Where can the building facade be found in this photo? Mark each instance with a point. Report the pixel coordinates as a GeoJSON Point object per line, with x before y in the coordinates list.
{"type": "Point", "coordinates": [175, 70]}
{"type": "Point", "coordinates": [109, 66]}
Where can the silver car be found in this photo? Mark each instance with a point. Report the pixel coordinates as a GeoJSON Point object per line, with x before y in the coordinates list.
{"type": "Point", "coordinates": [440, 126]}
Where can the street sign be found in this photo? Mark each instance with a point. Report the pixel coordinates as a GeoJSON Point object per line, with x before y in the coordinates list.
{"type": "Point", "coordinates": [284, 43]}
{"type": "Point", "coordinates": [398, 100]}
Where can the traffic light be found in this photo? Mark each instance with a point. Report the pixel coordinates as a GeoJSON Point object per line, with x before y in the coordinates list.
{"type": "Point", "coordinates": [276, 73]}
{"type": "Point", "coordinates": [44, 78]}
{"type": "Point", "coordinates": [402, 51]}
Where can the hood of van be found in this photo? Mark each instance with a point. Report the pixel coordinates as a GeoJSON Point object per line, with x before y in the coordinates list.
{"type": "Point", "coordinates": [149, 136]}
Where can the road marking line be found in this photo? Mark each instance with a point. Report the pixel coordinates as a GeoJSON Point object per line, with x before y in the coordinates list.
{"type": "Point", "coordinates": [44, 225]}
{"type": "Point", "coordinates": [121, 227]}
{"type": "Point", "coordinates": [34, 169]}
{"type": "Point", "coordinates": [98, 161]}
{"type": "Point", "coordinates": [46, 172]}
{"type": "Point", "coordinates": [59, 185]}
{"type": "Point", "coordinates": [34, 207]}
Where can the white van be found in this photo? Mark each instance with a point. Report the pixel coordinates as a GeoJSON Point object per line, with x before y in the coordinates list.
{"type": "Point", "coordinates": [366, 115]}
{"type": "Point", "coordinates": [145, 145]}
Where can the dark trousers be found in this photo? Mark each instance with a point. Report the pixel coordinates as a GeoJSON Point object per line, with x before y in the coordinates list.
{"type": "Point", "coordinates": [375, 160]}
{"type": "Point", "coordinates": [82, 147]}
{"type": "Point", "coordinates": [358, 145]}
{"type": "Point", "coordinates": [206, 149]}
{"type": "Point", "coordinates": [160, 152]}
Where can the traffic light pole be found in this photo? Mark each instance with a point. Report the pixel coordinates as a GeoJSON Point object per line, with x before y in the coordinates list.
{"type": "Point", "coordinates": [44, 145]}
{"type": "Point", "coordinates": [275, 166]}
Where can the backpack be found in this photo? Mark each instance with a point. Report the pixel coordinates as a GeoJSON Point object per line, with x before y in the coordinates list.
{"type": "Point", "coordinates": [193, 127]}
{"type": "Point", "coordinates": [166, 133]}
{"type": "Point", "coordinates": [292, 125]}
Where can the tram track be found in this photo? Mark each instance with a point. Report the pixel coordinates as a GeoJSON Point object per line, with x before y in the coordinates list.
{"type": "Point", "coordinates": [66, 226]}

**What you are asked to do**
Lay out every line of the entries above as a Markdown table with the columns No. and Text, numbering the rows in order and omitting blank lines.

**The answer**
| No. | Text |
|---|---|
| 1 | Where can the building facade be found in this photo? Mark each instance with a point. Report the pixel coordinates as a GeoJSON Point object per line, with x before y in the coordinates list. |
| 2 | {"type": "Point", "coordinates": [175, 70]} |
| 3 | {"type": "Point", "coordinates": [109, 66]} |
| 4 | Where can the silver car be found in this photo? Mark each instance with a point. Report the pixel coordinates as a GeoJSON Point object per line, with x before y in the coordinates list. |
| 5 | {"type": "Point", "coordinates": [440, 126]} |
| 6 | Where can the street sign be found in this photo? Mark each instance with a point. Report the pixel coordinates as a GeoJSON Point object per line, with x before y in the coordinates list. |
| 7 | {"type": "Point", "coordinates": [284, 43]} |
| 8 | {"type": "Point", "coordinates": [398, 100]} |
| 9 | Where can the traffic light be found in this photo? Mark each instance with a point. Report the pixel coordinates as a GeoJSON Point object per line, with x before y in the coordinates list. |
| 10 | {"type": "Point", "coordinates": [276, 73]} |
| 11 | {"type": "Point", "coordinates": [44, 78]} |
| 12 | {"type": "Point", "coordinates": [402, 51]} |
| 13 | Where can the hood of van be found in this photo? Mark each instance with a point. Report the pixel coordinates as a GeoJSON Point object per line, with x before y in the coordinates list. |
| 14 | {"type": "Point", "coordinates": [149, 136]} |
| 15 | Where can the road marking line be found in this photo? Mark each instance with a point. Report the pixel coordinates as a GeoJSON Point object per line, with x before y in the coordinates list. |
| 16 | {"type": "Point", "coordinates": [44, 225]} |
| 17 | {"type": "Point", "coordinates": [121, 227]} |
| 18 | {"type": "Point", "coordinates": [34, 169]} |
| 19 | {"type": "Point", "coordinates": [98, 161]} |
| 20 | {"type": "Point", "coordinates": [46, 172]} |
| 21 | {"type": "Point", "coordinates": [59, 185]} |
| 22 | {"type": "Point", "coordinates": [34, 207]} |
| 23 | Where can the white van be found in this photo? Mark each instance with a point. Report the pixel coordinates as a GeoJSON Point object per line, with x before y in the coordinates list. |
| 24 | {"type": "Point", "coordinates": [366, 115]} |
| 25 | {"type": "Point", "coordinates": [145, 145]} |
| 26 | Where can the dark trousers be found in this photo? Mark each instance with a point. Report the pixel coordinates as a GeoJSON Point object per line, with x before y in the coordinates list. |
| 27 | {"type": "Point", "coordinates": [375, 160]} |
| 28 | {"type": "Point", "coordinates": [82, 147]} |
| 29 | {"type": "Point", "coordinates": [358, 145]} |
| 30 | {"type": "Point", "coordinates": [206, 149]} |
| 31 | {"type": "Point", "coordinates": [160, 152]} |
| 32 | Where can the traffic light pole be found in this photo? Mark each instance with a point. Report the pixel coordinates as a GeoJSON Point object per line, with x before y in the coordinates list. |
| 33 | {"type": "Point", "coordinates": [44, 145]} |
| 34 | {"type": "Point", "coordinates": [275, 166]} |
| 35 | Where can the backpack be found in this photo? Mark each instance with a point. Report the pixel coordinates as a GeoJSON Point object per line, with x before y in the coordinates list. |
| 36 | {"type": "Point", "coordinates": [193, 127]} |
| 37 | {"type": "Point", "coordinates": [166, 133]} |
| 38 | {"type": "Point", "coordinates": [292, 125]} |
| 39 | Where can the tram track be found in this photo? Mark each instance with a point. Report the pixel coordinates as a GeoJSON Point object per line, with x before y in the coordinates list. |
| 40 | {"type": "Point", "coordinates": [66, 226]} |